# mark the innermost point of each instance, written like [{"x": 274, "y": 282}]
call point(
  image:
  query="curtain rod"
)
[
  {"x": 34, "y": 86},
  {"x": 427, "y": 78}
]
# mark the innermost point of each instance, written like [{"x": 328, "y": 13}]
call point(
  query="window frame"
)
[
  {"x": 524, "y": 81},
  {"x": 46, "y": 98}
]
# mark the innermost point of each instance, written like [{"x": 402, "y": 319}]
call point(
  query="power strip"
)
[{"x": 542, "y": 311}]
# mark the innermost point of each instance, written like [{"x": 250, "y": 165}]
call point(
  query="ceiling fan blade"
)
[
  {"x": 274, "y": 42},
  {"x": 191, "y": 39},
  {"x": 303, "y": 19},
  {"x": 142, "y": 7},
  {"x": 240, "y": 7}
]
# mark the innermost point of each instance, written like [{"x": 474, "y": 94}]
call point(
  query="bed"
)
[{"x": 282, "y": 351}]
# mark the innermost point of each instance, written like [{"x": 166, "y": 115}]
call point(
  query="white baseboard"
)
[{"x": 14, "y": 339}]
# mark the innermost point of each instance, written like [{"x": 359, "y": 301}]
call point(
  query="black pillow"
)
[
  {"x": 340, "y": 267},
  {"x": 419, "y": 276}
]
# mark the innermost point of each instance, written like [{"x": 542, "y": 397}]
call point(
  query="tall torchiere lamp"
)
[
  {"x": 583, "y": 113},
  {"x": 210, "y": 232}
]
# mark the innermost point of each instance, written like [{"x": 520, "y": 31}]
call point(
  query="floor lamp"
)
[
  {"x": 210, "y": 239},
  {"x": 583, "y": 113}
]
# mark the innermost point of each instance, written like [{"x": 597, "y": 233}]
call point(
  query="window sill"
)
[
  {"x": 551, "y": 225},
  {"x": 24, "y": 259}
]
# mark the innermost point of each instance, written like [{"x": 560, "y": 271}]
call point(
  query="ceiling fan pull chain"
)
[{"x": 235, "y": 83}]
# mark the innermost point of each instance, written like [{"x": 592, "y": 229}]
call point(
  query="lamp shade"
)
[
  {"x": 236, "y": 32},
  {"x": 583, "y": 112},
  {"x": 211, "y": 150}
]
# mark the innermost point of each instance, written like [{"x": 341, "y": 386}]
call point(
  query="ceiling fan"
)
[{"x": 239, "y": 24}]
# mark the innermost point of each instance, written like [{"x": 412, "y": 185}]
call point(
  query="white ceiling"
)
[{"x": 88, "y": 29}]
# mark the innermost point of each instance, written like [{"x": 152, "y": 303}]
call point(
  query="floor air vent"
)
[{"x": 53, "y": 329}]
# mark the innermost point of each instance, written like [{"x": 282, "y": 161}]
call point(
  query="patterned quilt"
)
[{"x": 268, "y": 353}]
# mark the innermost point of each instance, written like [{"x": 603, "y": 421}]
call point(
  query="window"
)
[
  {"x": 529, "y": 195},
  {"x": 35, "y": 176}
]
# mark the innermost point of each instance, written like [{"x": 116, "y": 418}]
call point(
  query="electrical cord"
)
+ + + + +
▸ **What you will do**
Could you quote the material above in full, exactly as it stands?

▸ **Solution to this problem**
# mark the innermost point of each instance, written like [{"x": 274, "y": 282}]
call point(
  image:
  query="curtain rod"
)
[
  {"x": 34, "y": 86},
  {"x": 427, "y": 78}
]
# mark the innermost point of each instance, written like [{"x": 328, "y": 13}]
call point(
  query="window frame"
)
[
  {"x": 524, "y": 81},
  {"x": 46, "y": 98}
]
# mark the innermost point of each instance, written like [{"x": 402, "y": 319}]
call point(
  query="power strip"
)
[{"x": 542, "y": 311}]
# mark the innermost point of each instance, written like [{"x": 250, "y": 165}]
call point(
  query="ceiling fan blade"
)
[
  {"x": 274, "y": 42},
  {"x": 191, "y": 39},
  {"x": 303, "y": 19},
  {"x": 142, "y": 7},
  {"x": 240, "y": 7}
]
# mark the innermost point of each instance, written like [{"x": 474, "y": 94}]
call point(
  query="bed"
)
[{"x": 282, "y": 351}]
# mark the innermost point of each instance, written like [{"x": 166, "y": 115}]
call point(
  query="white baseboard"
)
[{"x": 14, "y": 339}]
# mark the innermost point of each instance, written like [{"x": 359, "y": 301}]
call point(
  query="black pillow"
)
[
  {"x": 340, "y": 267},
  {"x": 419, "y": 276}
]
# mark the innermost point of each instance, written like [{"x": 542, "y": 397}]
call point(
  query="tall torchiere lamp"
)
[
  {"x": 583, "y": 113},
  {"x": 210, "y": 232}
]
# mark the innermost point of each instance, written like [{"x": 520, "y": 31}]
call point(
  query="floor lamp"
)
[
  {"x": 210, "y": 239},
  {"x": 583, "y": 113}
]
# mark the innermost point of each instance, written like [{"x": 597, "y": 233}]
call point(
  query="window sill"
)
[
  {"x": 551, "y": 225},
  {"x": 24, "y": 259}
]
# mark the innermost point of each instance, written like [{"x": 560, "y": 271}]
call point(
  query="ceiling fan pull chain"
)
[{"x": 235, "y": 83}]
# mark the innermost point of each instance, written like [{"x": 592, "y": 229}]
call point(
  query="lamp shade"
)
[
  {"x": 236, "y": 32},
  {"x": 583, "y": 112},
  {"x": 211, "y": 150}
]
# mark the innermost point of each instance, written like [{"x": 341, "y": 386}]
call point(
  query="ceiling fan"
)
[{"x": 239, "y": 24}]
# mark the innermost point of each instance, written like [{"x": 412, "y": 185}]
call point(
  query="white ceiling"
)
[{"x": 88, "y": 29}]
# mark the innermost point of each instance, written like [{"x": 152, "y": 303}]
call point(
  query="floor air vent"
)
[{"x": 53, "y": 329}]
# mark the innermost point of each instance, written like [{"x": 282, "y": 161}]
call point(
  query="patterned quilt"
)
[{"x": 268, "y": 353}]
# mark the innermost point of each instance, written like [{"x": 603, "y": 421}]
call point(
  query="window"
)
[
  {"x": 529, "y": 195},
  {"x": 35, "y": 176}
]
# mark the innermost point of each instance, written like [{"x": 116, "y": 418}]
call point(
  query="electrical cord"
)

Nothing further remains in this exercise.